§ **ASSIGNED TASK**: Search the data below for the string "hill" and copy all lines where it shows up.

§ **RECORD EXTRACTS**:
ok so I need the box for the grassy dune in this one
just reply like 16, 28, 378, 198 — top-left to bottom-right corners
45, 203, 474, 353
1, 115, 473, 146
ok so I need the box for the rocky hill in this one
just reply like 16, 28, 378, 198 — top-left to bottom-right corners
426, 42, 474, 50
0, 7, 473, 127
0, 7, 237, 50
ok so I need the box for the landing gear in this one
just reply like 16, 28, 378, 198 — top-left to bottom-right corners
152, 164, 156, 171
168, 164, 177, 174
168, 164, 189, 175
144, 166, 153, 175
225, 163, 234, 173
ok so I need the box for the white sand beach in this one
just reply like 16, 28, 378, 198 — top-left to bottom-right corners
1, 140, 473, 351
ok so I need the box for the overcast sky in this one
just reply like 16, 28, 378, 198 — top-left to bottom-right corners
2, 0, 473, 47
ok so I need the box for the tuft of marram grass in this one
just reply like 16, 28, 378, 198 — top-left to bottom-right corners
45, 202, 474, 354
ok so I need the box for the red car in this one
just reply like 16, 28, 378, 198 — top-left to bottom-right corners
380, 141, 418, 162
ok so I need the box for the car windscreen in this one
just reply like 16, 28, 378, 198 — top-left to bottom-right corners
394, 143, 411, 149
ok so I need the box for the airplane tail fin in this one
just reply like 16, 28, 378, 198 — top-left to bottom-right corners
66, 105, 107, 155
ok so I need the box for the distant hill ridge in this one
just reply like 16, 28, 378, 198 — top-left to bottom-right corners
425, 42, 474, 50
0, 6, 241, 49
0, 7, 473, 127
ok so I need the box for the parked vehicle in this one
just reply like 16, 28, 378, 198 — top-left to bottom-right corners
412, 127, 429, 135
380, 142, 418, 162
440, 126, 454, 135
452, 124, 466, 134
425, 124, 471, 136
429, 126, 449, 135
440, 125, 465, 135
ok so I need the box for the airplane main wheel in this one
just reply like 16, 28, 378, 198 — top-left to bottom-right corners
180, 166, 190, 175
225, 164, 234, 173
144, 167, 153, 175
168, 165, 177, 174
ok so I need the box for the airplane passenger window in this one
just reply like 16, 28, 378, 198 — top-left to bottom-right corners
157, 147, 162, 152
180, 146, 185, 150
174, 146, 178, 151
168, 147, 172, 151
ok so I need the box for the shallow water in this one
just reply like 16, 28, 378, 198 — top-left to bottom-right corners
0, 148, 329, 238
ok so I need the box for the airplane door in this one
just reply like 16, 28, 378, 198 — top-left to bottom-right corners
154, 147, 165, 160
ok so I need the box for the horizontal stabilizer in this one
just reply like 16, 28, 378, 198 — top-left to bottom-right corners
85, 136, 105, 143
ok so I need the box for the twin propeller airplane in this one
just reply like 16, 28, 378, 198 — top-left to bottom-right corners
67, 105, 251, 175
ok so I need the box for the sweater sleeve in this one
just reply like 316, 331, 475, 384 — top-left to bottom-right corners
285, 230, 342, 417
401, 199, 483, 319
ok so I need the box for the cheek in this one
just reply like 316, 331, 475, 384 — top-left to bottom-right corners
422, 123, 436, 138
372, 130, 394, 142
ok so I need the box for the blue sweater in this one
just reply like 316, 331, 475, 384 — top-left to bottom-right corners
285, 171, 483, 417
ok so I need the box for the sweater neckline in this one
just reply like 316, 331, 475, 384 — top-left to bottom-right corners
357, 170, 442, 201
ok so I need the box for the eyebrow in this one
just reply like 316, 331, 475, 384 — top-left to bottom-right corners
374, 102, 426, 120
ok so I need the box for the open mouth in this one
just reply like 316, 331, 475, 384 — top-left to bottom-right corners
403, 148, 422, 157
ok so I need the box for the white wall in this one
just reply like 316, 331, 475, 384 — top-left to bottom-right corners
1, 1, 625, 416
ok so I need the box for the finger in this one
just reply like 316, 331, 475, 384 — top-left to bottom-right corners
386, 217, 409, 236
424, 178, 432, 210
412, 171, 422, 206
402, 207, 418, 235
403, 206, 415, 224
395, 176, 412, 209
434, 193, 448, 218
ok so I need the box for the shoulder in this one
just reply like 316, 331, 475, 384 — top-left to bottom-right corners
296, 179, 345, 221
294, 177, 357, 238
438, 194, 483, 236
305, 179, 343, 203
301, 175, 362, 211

§ **TASK RESPONSE**:
ok so I need the box for the rocky hill in this one
ok so I need the box for the distant hill ridge in this one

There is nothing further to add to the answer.